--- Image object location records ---
- - - -

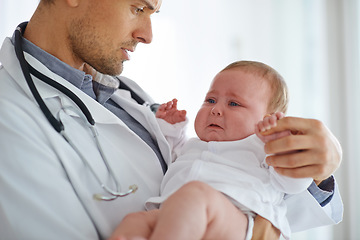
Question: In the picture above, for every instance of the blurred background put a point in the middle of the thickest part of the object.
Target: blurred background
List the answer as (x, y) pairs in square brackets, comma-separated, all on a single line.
[(313, 44)]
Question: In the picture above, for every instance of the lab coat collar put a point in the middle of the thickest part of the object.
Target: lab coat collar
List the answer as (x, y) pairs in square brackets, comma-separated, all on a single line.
[(12, 65)]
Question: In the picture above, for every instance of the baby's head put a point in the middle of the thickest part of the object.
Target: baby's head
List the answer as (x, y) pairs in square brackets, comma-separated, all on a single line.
[(239, 97)]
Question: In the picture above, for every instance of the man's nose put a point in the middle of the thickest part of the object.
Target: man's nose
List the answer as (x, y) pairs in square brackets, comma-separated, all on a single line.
[(143, 33)]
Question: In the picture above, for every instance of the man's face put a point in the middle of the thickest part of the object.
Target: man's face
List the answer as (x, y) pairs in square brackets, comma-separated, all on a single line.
[(107, 30), (235, 102)]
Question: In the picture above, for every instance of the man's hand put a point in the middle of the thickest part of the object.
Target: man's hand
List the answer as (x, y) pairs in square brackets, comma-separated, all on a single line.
[(310, 151)]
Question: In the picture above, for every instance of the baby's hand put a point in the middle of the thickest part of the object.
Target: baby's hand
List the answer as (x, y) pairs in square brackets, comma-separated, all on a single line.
[(267, 123), (169, 112)]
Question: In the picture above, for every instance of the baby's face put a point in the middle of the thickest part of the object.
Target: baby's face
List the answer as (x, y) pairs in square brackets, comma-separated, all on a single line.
[(235, 102)]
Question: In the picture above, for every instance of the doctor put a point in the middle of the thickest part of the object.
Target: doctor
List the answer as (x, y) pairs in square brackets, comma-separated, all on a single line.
[(57, 184)]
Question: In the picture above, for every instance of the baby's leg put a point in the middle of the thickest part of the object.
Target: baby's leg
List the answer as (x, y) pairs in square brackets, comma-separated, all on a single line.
[(138, 224), (197, 211)]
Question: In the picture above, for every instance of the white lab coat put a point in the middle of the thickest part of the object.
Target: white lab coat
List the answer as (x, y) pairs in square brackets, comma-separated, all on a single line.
[(37, 200)]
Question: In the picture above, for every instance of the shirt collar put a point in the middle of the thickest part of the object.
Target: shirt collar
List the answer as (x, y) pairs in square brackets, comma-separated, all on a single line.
[(75, 76)]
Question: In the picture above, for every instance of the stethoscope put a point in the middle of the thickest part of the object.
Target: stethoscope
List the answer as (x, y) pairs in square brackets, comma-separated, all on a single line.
[(85, 114)]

- - - -

--- EXERCISE ---
Reproduce all the records above with "thickest part" changed to "widest part" wherever it occurs, keeping everything else the same. Leave the pictures out.

--- FINAL RESULT ---
Question: In the picture above, for every instance of the blurred background put a point in the middle of the widest part of the object.
Target: blurred background
List the answer as (x, y) pairs in square brackets, comma-separated, all on a single line.
[(313, 44)]
Question: In the picture above, for every instance of the lab coat collar put a point in the middle of the widest part of the object.
Target: lab coat collar
List the answer as (x, y) pairs in square brackets, comma-separated, all on a single line.
[(12, 65)]
Question: In the picture above, for every instance of the baby's head put a point in the middle of the widest part of the object.
Target: baby's head
List the answer as (x, y) pairs in square brackets, comma-separated, all on a single line.
[(239, 97)]
Question: In the picture above, for every instance of the man's nose put a point in the middle of the widest part of the object.
Target: man's nose
List the answer as (x, y) pairs in square brackets, comma-separated, all on a single line.
[(143, 33)]
Question: In the picture above, for every instance of the man's face put a point in the middle of the widest part of the object.
Target: man's face
List the answer as (x, y) pairs in square brackets, comma-separated, all on a single line.
[(107, 30), (235, 102)]
Question: In the picture above, for every instance of the man's hand put a point in the middle of the widest part of the object.
Target: man's hand
List the answer as (x, y) pairs in square brackets, comma-separated, all on a single line.
[(310, 151)]
Question: In the picture above, for every instance of the baby's hand put a point in the middle of the widest part of the object.
Target: baby's hand
List the answer as (x, y) pairs in square brackets, comma-separated, all on a single line.
[(267, 123), (169, 112)]
Question: In the picture above, for every instance of the baby's face put a point in the middle of the widest part of the object.
Target: baby's face
List the answer as (x, y) pairs in square brackets, comma-separated, all on a single line.
[(235, 102)]
Question: In the picture above, for every instance of the doctor put a point in the middle of the widest part of the object.
Target: doctor
List the answer as (x, y) pairs in square brackets, comma-separated, all on a single line.
[(57, 184)]
Question: In the picture above, for every instance of the baby's leg put a point in the middle of the widest part of the object.
Target: baby's leg
List the answer as (x, y) pairs in square brackets, comma-separated, all on a single line.
[(138, 224), (197, 211)]
Question: In the picture above, for every instance of the white lab coat put a point in the middle of the widest part of the object.
Target: white lab coat
List the answer as (x, y) pairs in square brackets, comma-separated, all on a single line.
[(37, 200)]
Question: In the picture above, for every instance of the shirt collar put a point in the middle of the widest part of the object.
Target: shirt collar
List the answer as (x, y) pairs in square brackets, comma-separated, all on a single line.
[(75, 76)]
Question: In the picture above, for every instance of the stethoscope put a point in the middle of the widest part of the object.
Target: stethoscope
List the answer as (x, y) pairs in square brackets, comma-separated, all on a single line.
[(85, 114)]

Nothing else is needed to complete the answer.